On ne peut que faire sienne l’affirmation de Nicolas Revel, patron de l’APHP: « Il n’est plus raisonnable de maintenir en France autant de petites structures hospitalières médico-chirurgicales dotées de plateaux techniques sous-critiques en termes de nombre de médecins et, disons-le, de niveau de compétences »
Le ministère de la santé ne doit pas être le ministère de l’aménagement du territoire ni celui des élus professionnels de santé, il doit être avant tout celui des patients!
Point de vue de Nicolas Revel dans sa note de Mai dernier à Terra Nova
https://tnova.fr/site/assets/files/71419/terra_nova_-sante_des_francais-_26_05_2025.pdf?1xbql3
Faire le pari de la qualité des soins : comment passer des discours aux actes ?
Extrait: (page 14)

________________________

▸ Liste des activités:
**1)** D'après l'extrait du document, quelle fonction occupe Nicolas Revel ?
**2)** Résumez l'extrait du document en deux phrases.

________________________

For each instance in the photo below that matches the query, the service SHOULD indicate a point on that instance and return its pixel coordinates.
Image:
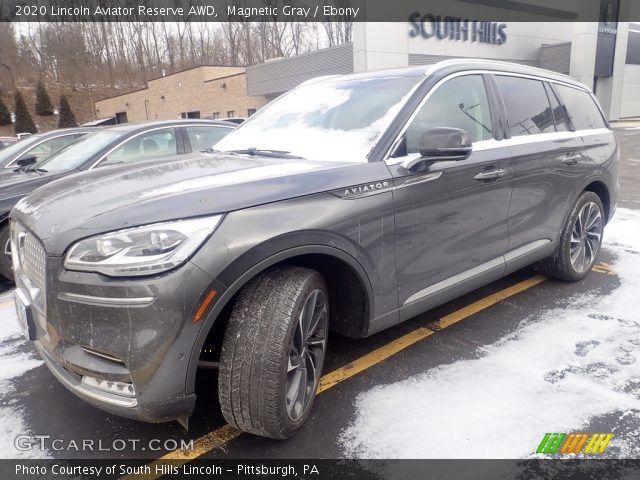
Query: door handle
(490, 175)
(570, 160)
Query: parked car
(124, 144)
(39, 146)
(350, 203)
(6, 141)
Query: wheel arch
(350, 293)
(600, 188)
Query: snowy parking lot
(554, 357)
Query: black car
(123, 144)
(350, 203)
(34, 148)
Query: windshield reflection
(333, 120)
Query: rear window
(528, 109)
(582, 109)
(559, 115)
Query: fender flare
(241, 281)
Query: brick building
(199, 92)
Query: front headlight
(145, 250)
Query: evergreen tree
(5, 115)
(43, 102)
(66, 118)
(24, 122)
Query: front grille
(34, 261)
(30, 264)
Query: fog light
(116, 388)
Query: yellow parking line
(222, 435)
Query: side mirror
(26, 161)
(440, 144)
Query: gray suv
(350, 204)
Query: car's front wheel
(273, 352)
(580, 241)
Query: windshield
(337, 120)
(7, 154)
(78, 152)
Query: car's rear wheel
(580, 241)
(6, 265)
(273, 352)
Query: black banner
(305, 10)
(576, 469)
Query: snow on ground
(559, 371)
(14, 362)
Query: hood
(15, 185)
(114, 198)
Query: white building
(605, 56)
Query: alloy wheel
(306, 354)
(586, 237)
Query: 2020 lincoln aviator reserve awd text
(349, 204)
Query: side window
(158, 143)
(49, 147)
(459, 103)
(528, 109)
(582, 109)
(203, 138)
(559, 114)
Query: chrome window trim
(491, 143)
(103, 157)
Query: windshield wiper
(34, 168)
(263, 153)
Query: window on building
(204, 137)
(459, 103)
(527, 105)
(158, 143)
(582, 109)
(121, 117)
(559, 114)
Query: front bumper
(155, 412)
(136, 333)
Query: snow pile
(14, 362)
(560, 370)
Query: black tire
(6, 265)
(560, 265)
(258, 368)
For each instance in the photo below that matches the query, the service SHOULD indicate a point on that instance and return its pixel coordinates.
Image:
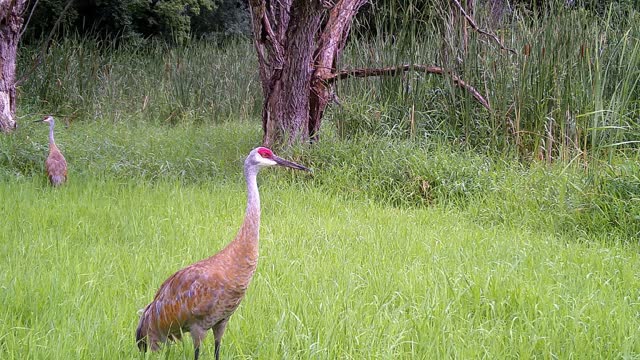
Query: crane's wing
(185, 297)
(56, 167)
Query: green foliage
(570, 89)
(114, 19)
(436, 282)
(595, 202)
(86, 80)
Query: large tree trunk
(10, 26)
(298, 44)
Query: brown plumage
(55, 164)
(203, 296)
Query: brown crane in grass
(55, 164)
(203, 296)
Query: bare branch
(45, 45)
(394, 70)
(476, 28)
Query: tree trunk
(10, 26)
(298, 43)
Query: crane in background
(55, 165)
(204, 295)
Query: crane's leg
(197, 334)
(218, 331)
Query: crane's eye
(265, 153)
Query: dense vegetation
(430, 228)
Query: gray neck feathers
(253, 197)
(51, 132)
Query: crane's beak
(290, 164)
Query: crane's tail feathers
(141, 339)
(141, 333)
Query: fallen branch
(477, 28)
(394, 70)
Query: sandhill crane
(55, 164)
(203, 295)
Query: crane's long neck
(251, 222)
(51, 142)
(244, 248)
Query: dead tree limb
(394, 70)
(477, 28)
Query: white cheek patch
(264, 161)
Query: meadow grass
(480, 268)
(348, 279)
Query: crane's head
(263, 157)
(48, 119)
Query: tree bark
(298, 43)
(10, 25)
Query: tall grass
(83, 79)
(571, 88)
(349, 279)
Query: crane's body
(204, 295)
(55, 165)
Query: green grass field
(341, 276)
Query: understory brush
(582, 200)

________________________

▸ Réponses attendues:
**1)** Il est le patron de l'APHP.

**2)** Nicolas Revel, patron de l'APHP, juge qu'il n'est plus raisonnable de maintenir en France autant de petites structures hospitalières médico-chirurgicales dont les plateaux techniques sont sous-critiques en nombre de médecins et en niveau de compétences. Le texte soutient que le ministère de la santé doit être avant tout celui des patients, et non celui de l'aménagement du territoire.